Job 1 -
In the declaration, which passage opens with the words "Faced with this, I" and closes with "blemished Falun Dafa."? Copy that passage word for word.
Job 2 -
Answer these questions from the declaration:
(a) What was the writer doing when reported to the authorities?
(b) How long was the forced labor sentence?
(c) What did the writer copy after giving in?

[start of Reading passage]

I hereby declare that all I did or said under brutal persecution in the forced labor camp that doesn't follow Falun Dafa principles is invalid.

An evildoing person reported me to the authorities when I was distributing Falun Dafa truth clarification material to people. I was arrested and unlawfully sentenced to one year of forced labor. The persecution in the labor camp was insane. For those practitioners who did not write the "guarantee statements" or "repentance letters," guards used all sorts of torture methods plus spiritual devastation and made one feel that being dead is better than being alive.

Faced with this, I couldn't endure the suffering, became afraid and could not put down the desire to get out of that place. So, I gave in to the evil and copied a so-called "repentance letter." All of these were due to my insufficient Fa study and hence had a negative effect on my own cultivation history. I disappointed Master's teachings and blemished Falun Dafa.

[end of Reading passage]
[start of Data provided]

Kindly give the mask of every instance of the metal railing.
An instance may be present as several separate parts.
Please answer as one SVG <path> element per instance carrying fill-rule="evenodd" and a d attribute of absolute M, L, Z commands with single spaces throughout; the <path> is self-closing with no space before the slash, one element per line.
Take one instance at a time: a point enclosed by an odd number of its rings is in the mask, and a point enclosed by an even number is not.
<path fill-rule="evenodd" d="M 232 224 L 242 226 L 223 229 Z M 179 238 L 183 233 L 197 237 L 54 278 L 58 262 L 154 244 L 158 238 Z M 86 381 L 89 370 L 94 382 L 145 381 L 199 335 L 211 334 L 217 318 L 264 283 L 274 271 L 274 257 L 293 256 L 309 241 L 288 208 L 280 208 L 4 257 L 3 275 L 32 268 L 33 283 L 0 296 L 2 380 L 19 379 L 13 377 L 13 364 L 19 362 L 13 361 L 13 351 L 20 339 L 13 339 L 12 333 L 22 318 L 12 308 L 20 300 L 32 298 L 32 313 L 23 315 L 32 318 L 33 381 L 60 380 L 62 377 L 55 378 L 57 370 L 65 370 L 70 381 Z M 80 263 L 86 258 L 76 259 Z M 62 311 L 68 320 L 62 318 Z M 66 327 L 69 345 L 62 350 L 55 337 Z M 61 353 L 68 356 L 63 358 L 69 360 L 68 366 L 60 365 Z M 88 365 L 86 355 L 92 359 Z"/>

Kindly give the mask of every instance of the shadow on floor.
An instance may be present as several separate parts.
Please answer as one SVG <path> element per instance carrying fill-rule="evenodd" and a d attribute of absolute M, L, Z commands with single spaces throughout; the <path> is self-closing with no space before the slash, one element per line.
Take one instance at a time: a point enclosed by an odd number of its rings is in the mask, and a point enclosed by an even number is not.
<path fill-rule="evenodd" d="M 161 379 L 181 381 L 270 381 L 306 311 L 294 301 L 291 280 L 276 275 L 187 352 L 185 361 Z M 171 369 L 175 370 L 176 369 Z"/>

[end of Data provided]

Correct output 1 -
Faced with this, I couldn't endure the suffering, became afraid and could not put down the desire to get out of that place. So, I gave in to the evil and copied a so-called "repentance letter." All of these were due to my insufficient Fa study and hence had a negative effect on my own cultivation history. I disappointed Master's teachings and blemished Falun Dafa.

Correct output 2 -
(a) Distributing Falun Dafa truth clarification material to people.
(b) One year.
(c) A so-called "repentance letter."